CONSIGNE -> Recopiez l'ensemble des données en remplaçant "Target" par "Object" partout, sans modifier le reste. N'incluez pas les images dans votre réponse.

DONNÉES EXTRAITES ->

——————————

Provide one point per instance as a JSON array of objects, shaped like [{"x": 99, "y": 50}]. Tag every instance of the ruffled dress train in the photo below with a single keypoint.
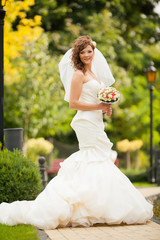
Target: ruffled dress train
[{"x": 89, "y": 188}]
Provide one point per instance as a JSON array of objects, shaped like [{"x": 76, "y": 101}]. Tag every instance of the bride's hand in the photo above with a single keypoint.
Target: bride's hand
[{"x": 106, "y": 108}]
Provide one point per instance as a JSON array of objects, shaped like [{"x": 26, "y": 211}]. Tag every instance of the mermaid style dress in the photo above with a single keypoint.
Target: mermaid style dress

——————————

CORRIGÉ ->
Provide one point per instance as a JSON array of objects, shaped like [{"x": 99, "y": 50}]. Tag every instance of the ruffled dress train in the photo below with a single keypoint.
Object: ruffled dress train
[{"x": 89, "y": 188}]
Provide one point per instance as a JSON array of objects, shaped like [{"x": 76, "y": 101}]. Tag every instance of the bride's hand in the photo above with a single keypoint.
Object: bride's hand
[{"x": 106, "y": 108}]
Provide one point per instance as a JSON array of objects, shaped like [{"x": 26, "y": 211}]. Tag every instance of the mermaid style dress in the photo above with a single keypoint.
Object: mermaid style dress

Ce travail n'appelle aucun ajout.